Prompt
Reproduce the data exactly.

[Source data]
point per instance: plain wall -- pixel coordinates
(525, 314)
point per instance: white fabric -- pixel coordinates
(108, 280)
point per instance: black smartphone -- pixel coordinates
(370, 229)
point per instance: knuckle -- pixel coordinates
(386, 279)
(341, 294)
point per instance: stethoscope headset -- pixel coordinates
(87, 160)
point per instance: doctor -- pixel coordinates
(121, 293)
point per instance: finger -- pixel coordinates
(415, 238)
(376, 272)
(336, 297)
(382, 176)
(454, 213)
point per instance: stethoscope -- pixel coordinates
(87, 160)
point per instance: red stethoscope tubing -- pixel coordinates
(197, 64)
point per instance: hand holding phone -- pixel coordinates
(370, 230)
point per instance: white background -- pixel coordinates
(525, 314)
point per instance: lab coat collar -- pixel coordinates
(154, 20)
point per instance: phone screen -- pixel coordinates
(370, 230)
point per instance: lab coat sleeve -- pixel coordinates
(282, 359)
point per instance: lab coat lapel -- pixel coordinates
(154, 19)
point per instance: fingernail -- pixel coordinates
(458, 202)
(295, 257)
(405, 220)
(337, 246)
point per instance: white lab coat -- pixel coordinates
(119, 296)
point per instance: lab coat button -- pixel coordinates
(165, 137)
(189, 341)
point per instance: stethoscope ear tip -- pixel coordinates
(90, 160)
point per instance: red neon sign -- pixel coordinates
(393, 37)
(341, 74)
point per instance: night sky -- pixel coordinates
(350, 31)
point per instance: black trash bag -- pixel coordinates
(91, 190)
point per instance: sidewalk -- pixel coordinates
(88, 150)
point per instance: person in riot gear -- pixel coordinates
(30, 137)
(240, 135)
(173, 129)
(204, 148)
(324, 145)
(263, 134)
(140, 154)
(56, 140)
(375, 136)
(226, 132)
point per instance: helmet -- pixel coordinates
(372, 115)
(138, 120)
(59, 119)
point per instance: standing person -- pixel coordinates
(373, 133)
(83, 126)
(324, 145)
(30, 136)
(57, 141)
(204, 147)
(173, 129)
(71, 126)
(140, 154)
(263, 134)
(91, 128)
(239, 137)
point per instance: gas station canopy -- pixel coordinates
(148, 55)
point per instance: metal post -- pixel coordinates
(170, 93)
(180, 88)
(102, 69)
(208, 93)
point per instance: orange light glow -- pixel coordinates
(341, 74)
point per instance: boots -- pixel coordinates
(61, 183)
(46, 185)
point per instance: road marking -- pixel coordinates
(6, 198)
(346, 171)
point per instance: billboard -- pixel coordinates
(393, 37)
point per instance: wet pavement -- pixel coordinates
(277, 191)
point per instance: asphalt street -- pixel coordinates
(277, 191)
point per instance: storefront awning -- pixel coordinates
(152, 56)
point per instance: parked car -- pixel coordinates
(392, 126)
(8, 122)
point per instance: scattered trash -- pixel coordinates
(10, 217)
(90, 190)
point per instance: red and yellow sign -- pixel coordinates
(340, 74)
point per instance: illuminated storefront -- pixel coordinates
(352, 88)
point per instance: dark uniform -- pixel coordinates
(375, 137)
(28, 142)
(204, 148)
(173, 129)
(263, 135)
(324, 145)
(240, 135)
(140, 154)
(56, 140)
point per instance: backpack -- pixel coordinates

Task answer
point per instance: plain wall -- pixel coordinates
(525, 314)
point per instance: white fabric -- pixel coordinates
(108, 280)
point per instance: black smartphone -- pixel coordinates
(370, 229)
point per instance: knuckle -- pixel coordinates
(386, 279)
(341, 294)
point per instance: stethoscope headset -- pixel coordinates
(87, 160)
point per instance: doctor -- pixel coordinates
(121, 293)
point per instance: finger -- pixel coordinates
(415, 238)
(376, 272)
(336, 297)
(382, 176)
(454, 213)
point per instance: stethoscope -- pixel coordinates
(87, 160)
point per instance: red stethoscope tubing -- pixel coordinates
(197, 64)
point per instance: hand holding phone -- pixel coordinates
(370, 230)
point per instance: white background -- pixel coordinates
(525, 314)
point per instance: lab coat collar -- pixel coordinates
(154, 20)
point per instance: phone screen -- pixel coordinates
(370, 230)
point per instance: lab coat sleeve -- pixel coordinates
(282, 359)
point per instance: lab coat lapel -- pixel coordinates
(154, 19)
point per instance: fingernail -- pixel coordinates
(458, 202)
(295, 257)
(405, 220)
(337, 246)
point per instance: white lab coat -- pixel coordinates
(119, 296)
point per instance: lab coat button -- pixel coordinates
(165, 137)
(189, 341)
point per instance: stethoscope ear tip -- pixel coordinates
(90, 160)
point per instance: red neon sign -- pixel coordinates
(393, 37)
(341, 74)
point per instance: night sky -- pixel coordinates
(350, 31)
point per instance: black trash bag -- pixel coordinates
(91, 190)
point per instance: sidewalk -- pixel coordinates
(88, 150)
point per instance: person in riot gear -- pixel coordinates
(30, 137)
(240, 135)
(173, 129)
(204, 148)
(324, 145)
(263, 134)
(140, 154)
(56, 140)
(375, 136)
(226, 132)
point per instance: helmet -- pixel coordinates
(372, 115)
(138, 120)
(59, 119)
point per instance: standing person -- pixel coordinates
(373, 133)
(83, 126)
(324, 145)
(30, 136)
(57, 141)
(204, 147)
(173, 129)
(71, 126)
(140, 154)
(263, 134)
(91, 128)
(239, 137)
point per instance: gas station canopy -- pixel coordinates
(148, 55)
point per instance: metal post -- pixel coordinates
(170, 93)
(180, 88)
(102, 69)
(208, 93)
point per instance: orange light glow -- pixel coordinates
(341, 74)
point per instance: boots -- pixel coordinates
(61, 183)
(46, 185)
point per instance: road marking -- pixel coordinates
(6, 198)
(346, 171)
point per instance: billboard -- pixel coordinates
(393, 37)
point per instance: wet pavement -- pixel coordinates
(277, 191)
point per instance: asphalt street -- pixel coordinates
(277, 191)
point per instance: storefront awning -- pixel coordinates
(152, 56)
point per instance: parked car -- pixel coordinates
(392, 126)
(8, 122)
point per instance: scattered trash -- pixel coordinates
(10, 217)
(90, 190)
point per instance: red and yellow sign -- pixel coordinates
(340, 74)
point per instance: illuminated storefront -- pixel coordinates
(352, 88)
point per instance: dark uniform -- pixel coordinates
(375, 137)
(28, 142)
(204, 148)
(173, 129)
(263, 135)
(324, 145)
(240, 135)
(140, 154)
(56, 140)
point per instance: backpack -- pixel coordinates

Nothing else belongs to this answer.